Extracted records
____

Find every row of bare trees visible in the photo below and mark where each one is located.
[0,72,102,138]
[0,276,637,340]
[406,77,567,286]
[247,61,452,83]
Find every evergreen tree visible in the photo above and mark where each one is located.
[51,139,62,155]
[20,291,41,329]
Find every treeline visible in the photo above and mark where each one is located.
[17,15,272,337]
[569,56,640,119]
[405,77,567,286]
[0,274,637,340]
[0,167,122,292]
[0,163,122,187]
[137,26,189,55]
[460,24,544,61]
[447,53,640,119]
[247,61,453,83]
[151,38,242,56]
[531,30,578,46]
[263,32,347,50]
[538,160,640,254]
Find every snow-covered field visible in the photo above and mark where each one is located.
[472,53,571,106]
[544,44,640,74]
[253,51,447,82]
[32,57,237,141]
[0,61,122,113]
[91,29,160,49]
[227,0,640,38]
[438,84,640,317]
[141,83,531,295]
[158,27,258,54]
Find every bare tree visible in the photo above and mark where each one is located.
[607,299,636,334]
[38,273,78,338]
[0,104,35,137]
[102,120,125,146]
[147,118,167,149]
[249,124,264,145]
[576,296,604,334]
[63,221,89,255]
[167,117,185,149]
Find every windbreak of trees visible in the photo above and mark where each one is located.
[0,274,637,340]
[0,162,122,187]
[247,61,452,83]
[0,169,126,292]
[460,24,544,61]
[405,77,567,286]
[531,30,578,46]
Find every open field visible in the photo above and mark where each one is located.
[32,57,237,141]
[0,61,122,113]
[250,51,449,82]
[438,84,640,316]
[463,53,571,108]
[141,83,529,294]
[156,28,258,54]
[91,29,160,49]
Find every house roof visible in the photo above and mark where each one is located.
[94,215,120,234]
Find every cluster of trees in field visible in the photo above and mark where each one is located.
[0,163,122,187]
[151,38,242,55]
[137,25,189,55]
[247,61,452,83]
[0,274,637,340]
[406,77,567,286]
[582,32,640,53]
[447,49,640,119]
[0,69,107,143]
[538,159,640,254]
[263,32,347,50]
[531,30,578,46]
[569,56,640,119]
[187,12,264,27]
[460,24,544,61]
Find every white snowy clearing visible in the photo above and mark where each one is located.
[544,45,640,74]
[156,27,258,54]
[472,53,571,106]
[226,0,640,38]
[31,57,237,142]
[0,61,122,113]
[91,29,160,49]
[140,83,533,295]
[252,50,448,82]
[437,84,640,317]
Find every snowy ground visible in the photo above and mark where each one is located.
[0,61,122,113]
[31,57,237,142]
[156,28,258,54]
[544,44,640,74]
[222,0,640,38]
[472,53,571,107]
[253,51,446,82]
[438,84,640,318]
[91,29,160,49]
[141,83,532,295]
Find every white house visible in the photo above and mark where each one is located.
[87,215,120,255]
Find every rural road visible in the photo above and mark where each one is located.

____

REQUIRED WORK
Rename "snowy ground" to "snow-covered ground" in the entries from the line with "Find every snowy" up to and including the line with "[141,83,532,295]", and repeat only those lines with nothing else altered.

ANSWER FOR THIS EXERCISE
Find every snow-covered ground visible in the photo above and mark where each one is located.
[0,61,122,113]
[31,57,237,142]
[156,28,258,54]
[544,44,640,74]
[222,0,640,38]
[472,53,571,107]
[253,51,446,82]
[438,84,640,318]
[91,29,160,49]
[141,83,532,295]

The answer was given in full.